[Exercises to complete]:
**A)** Retype the passage of the naked mole-rat text that begins at the words "Naked mole-rats spend" and stops after the words "to their namesakes.".
**B)** Using the naked mole-rat text, decide whether each statement agrees with it. Answer yes or no and quote the words that decide it. (i) Naked mole-rats are about three inches long. (ii) Naked mole-rats are more closely related to moles than to guinea pigs. (iii) Every member of a naked mole-rat colony breeds.

[Selected text]:
Naked mole-rats aren’t likely to win any beauty contests. Some might refer to them as downright ugly, resembling an overcooked hotdog with teeth. Nonetheless, biologists and zoogoers are enchanted with these bizarre rodents.

Naked mole-rats spend virtually their entire lives in the total darkness of underground burrows. Ensconced in the arid soils of Africa, these three-inch-long creatures must continually dig tunnels in search of sporadic food supplies and evade the deadly jaws of snakes. Within this formidable environment, naked mole-rats have broken many mammalian rules and evolved an oddly insect-like social system.

Despite the fact that they burrow underground like moles and have rat-like tails, naked mole-rats are in fact neither moles nor rats. The majority of the species referred to as mole-rats belong instead to the family Bathyergidae and are more closely related to porcupines, chinchillas, and guinea pigs than to their namesakes.

Much like ants, termites, and some bees and wasps, naked mole-rats are considered “eusocial,” or truly social. They live in large colonies, presided over by a queen, in which only the queen and a few select males breed while the rest of the colony—all members of the same family—work together to raise young and maintain the colony.

Source data
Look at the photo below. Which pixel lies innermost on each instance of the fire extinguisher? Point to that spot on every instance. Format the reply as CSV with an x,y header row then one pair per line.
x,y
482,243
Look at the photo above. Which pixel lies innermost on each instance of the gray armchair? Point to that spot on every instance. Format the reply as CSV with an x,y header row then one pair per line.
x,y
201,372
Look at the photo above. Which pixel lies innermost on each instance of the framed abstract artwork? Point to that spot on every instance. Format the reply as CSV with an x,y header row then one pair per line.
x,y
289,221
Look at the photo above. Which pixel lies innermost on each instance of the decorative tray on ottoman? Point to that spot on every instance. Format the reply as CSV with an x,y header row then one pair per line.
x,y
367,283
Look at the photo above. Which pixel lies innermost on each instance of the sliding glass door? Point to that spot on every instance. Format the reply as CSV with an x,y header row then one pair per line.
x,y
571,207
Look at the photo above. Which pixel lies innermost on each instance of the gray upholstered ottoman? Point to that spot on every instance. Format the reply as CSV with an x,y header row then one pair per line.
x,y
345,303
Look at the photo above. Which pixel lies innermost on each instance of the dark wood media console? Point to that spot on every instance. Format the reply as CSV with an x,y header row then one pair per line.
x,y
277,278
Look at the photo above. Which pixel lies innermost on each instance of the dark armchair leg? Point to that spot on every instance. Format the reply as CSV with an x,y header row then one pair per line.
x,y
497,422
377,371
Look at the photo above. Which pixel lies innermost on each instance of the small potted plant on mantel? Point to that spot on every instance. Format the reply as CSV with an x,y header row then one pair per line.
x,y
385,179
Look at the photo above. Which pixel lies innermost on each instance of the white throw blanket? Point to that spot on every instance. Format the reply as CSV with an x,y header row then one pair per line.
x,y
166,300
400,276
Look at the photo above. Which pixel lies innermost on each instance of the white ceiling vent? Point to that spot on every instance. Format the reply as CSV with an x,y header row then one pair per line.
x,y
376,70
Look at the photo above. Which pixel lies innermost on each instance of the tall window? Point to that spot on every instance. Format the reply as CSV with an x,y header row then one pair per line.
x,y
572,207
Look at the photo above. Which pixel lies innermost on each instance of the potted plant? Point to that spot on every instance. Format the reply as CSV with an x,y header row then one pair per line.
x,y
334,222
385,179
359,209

[Completed exercise]:
**A)**
Naked mole-rats spend virtually their entire lives in the total darkness of underground burrows. Ensconced in the arid soils of Africa, these three-inch-long creatures must continually dig tunnels in search of sporadic food supplies and evade the deadly jaws of snakes. Within this formidable environment, naked mole-rats have broken many mammalian rules and evolved an oddly insect-like social system.

Despite the fact that they burrow underground like moles and have rat-like tails, naked mole-rats are in fact neither moles nor rats. The majority of the species referred to as mole-rats belong instead to the family Bathyergidae and are more closely related to porcupines, chinchillas, and guinea pigs than to their namesakes.

**B)**
(i) Yes: "these three-inch-long creatures"
(ii) No: "more closely related to porcupines, chinchillas, and guinea pigs than to their namesakes"
(iii) No: "only the queen and a few select males breed"